To be done -
Return every line of the records that contains the word "wheel", unchanged.

Data excerpts -
--- begin ---

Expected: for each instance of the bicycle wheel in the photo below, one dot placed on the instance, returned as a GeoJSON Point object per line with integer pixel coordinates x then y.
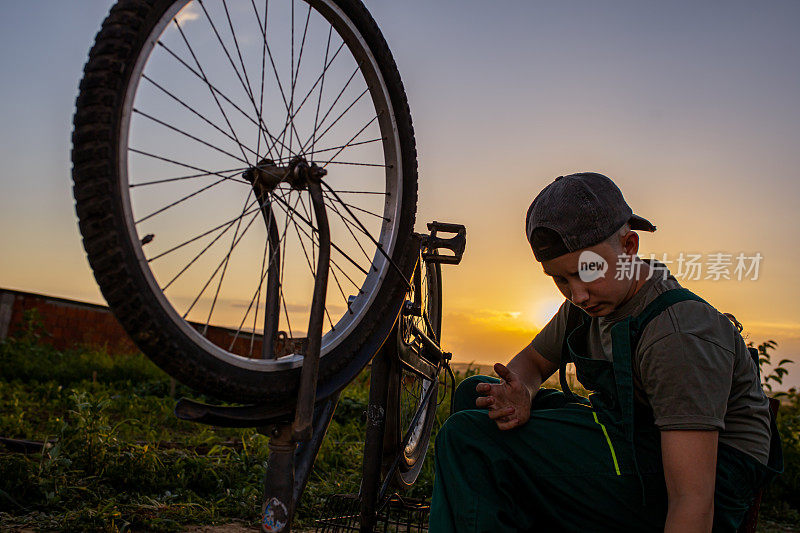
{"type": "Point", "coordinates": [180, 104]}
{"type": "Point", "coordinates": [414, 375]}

--- end ---
--- begin ---

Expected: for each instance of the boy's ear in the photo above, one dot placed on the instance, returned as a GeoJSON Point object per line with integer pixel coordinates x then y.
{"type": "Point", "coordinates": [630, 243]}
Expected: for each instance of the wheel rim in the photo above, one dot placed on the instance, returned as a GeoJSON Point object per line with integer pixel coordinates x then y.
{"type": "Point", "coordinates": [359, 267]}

--- end ---

Result of this task -
Expected: for each instance of the bicycle wheel in the photo below, one dot placed on the instance, returned as a GeoJSON Point object per line with integer pixel coordinates x then y.
Expected: for each instance of the wheel rim in the photo above, one dot placed on the instance, returned as a GeoJSON Point object per line with integer pixel coordinates x then y.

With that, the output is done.